### [Exercise directions]
Reproduce every record verbatim but drop the pictures.

(Collected data entries)
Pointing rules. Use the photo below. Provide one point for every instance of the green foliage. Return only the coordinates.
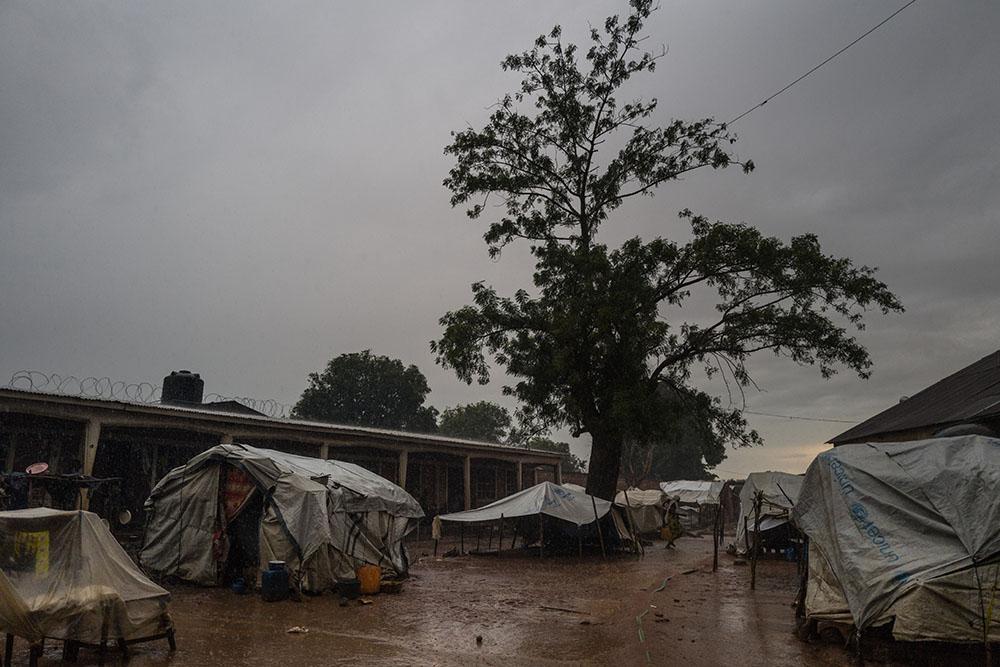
(685, 444)
(368, 390)
(571, 463)
(601, 332)
(478, 421)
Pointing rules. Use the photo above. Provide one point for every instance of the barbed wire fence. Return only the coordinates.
(137, 392)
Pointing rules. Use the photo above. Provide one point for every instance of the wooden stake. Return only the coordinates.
(597, 523)
(756, 539)
(541, 535)
(715, 541)
(637, 544)
(500, 538)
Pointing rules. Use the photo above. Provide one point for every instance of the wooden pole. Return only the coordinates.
(756, 539)
(597, 523)
(500, 538)
(715, 541)
(637, 545)
(541, 535)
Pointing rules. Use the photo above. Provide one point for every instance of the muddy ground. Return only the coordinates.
(526, 610)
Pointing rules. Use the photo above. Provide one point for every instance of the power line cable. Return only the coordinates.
(865, 34)
(798, 418)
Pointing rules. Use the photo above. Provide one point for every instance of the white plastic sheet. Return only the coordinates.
(898, 523)
(545, 498)
(64, 576)
(324, 518)
(693, 492)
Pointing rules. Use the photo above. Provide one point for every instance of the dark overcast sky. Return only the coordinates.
(247, 189)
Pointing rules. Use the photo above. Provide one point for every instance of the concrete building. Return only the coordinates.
(966, 397)
(140, 442)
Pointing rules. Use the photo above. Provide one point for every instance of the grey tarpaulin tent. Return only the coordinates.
(324, 518)
(780, 490)
(693, 498)
(906, 532)
(693, 492)
(546, 499)
(64, 576)
(644, 508)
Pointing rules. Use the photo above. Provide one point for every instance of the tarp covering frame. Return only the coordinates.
(323, 517)
(906, 532)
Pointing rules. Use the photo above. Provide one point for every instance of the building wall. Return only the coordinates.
(140, 449)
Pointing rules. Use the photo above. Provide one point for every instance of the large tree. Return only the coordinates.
(368, 390)
(682, 443)
(483, 420)
(603, 327)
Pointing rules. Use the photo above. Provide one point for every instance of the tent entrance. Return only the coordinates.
(243, 510)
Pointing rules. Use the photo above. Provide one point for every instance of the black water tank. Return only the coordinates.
(183, 387)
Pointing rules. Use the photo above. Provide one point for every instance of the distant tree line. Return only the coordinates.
(365, 389)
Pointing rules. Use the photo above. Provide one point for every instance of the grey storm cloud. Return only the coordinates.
(250, 188)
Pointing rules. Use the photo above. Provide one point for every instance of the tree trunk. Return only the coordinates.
(605, 463)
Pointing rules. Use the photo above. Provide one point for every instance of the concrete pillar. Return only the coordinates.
(91, 436)
(467, 482)
(11, 450)
(403, 461)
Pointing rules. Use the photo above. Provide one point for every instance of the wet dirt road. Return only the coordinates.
(697, 619)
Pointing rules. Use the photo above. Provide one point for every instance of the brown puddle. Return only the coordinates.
(526, 610)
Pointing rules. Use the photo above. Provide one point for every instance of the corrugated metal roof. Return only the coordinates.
(264, 420)
(970, 394)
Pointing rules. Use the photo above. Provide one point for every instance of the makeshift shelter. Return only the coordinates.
(645, 509)
(693, 492)
(64, 576)
(235, 507)
(906, 533)
(697, 500)
(568, 513)
(779, 491)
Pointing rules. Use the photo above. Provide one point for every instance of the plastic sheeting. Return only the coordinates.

### [Answer space]
Pointing rules. Use the photo below. Provide one point for every instance of the green foliage. Return only the coordinates.
(685, 444)
(368, 390)
(571, 463)
(601, 332)
(478, 421)
Pointing rules. Use the photo above. Provide one point for every instance of the barbed wire fence. Return only the coordinates.
(137, 392)
Pointing rules. Use the photo above. Provide one point for every instance of the wooden stake. Return only the coordinates.
(597, 523)
(756, 539)
(541, 535)
(715, 541)
(637, 544)
(500, 538)
Pointing rules. Use the photo above. Provide one point for every instance of the wooden pole. Return only the coordinates.
(756, 539)
(597, 523)
(500, 538)
(715, 541)
(637, 545)
(541, 535)
Pointing rules. Use the photo above. Provide one point for every instance of the muddy ground. Return only the coordinates.
(526, 610)
Pointing rules. Use the photo above. Provide one point for every instance of the power line cable. Return only the coordinates.
(865, 34)
(798, 418)
Pointing rules. Use the photo above. Provide one point for every instance of the white plastic sheet. Return only the coordinates.
(898, 523)
(545, 498)
(64, 576)
(324, 518)
(693, 492)
Pointing rules. Use the photo above. Provide one point for every instance of the dark overcast sky. Return only the coordinates.
(247, 189)
Pointing rules. Use the photo above. Provide one point for every instance of the concrete building. Return only the coordinates.
(966, 397)
(140, 442)
Pointing rules. Use the photo above. Provide one point for every instance of the grey tarpaulin tent. Return only the coordinates.
(324, 518)
(780, 490)
(693, 498)
(906, 532)
(693, 492)
(546, 499)
(64, 576)
(644, 508)
Pointing rules. Use the photo above. Provide one point for every instance of the tarp covering frame. Return only the coordinates.
(323, 517)
(906, 532)
Pointing rules. Use the photo above. Provide one point for every instance of the building wall. Return only the coordinates.
(140, 449)
Pointing rules. Use the photo above. Provide one point for every instance of the large tree. Return only the coordinates.
(368, 390)
(682, 443)
(483, 420)
(603, 327)
Pointing rules. Use the photo above. Provide one point for every instance of the tent entrance. Return only the coordinates.
(243, 510)
Pointing rules. Use the photo above. Provide one point for every instance of the black water tank. Return only the coordinates.
(183, 387)
Pointing rules. Use the photo above. Provide one point for every instance of the distant tree line. Return only the coordinates.
(365, 389)
Pointing rules. Use the photo above. Provide one point for every instance of the grey storm cloud. Return only the coordinates.
(250, 188)
Pointing rules. Use the photo above. Provide one point for every instance of the tree trunk. Return only the coordinates.
(605, 463)
Pointing rules. Use the photo above. Provide one point for every instance of the concrete pillar. Return only the coordinates.
(91, 436)
(467, 482)
(11, 450)
(403, 461)
Pointing rules. Use the photo above. Provide one point for every instance of the wet dirt road. Return only the coordinates.
(697, 619)
Pointing rules. Use the photo above. Provide one point for every instance of the brown puddle. Return only the coordinates.
(526, 610)
Pointing rules. Use the photo above. Provide one point for every instance of the corrugated metal roof. Return only the coordinates.
(264, 420)
(970, 394)
Pointing rules. Use the photo above. Provide one point for every instance of the makeshift shelter. Return only the coordinates.
(645, 509)
(693, 492)
(64, 576)
(235, 507)
(906, 533)
(697, 500)
(568, 513)
(779, 491)
Pointing rules. Use the photo above. Provide one point for every instance of the plastic sheeting. Return only the coordinates.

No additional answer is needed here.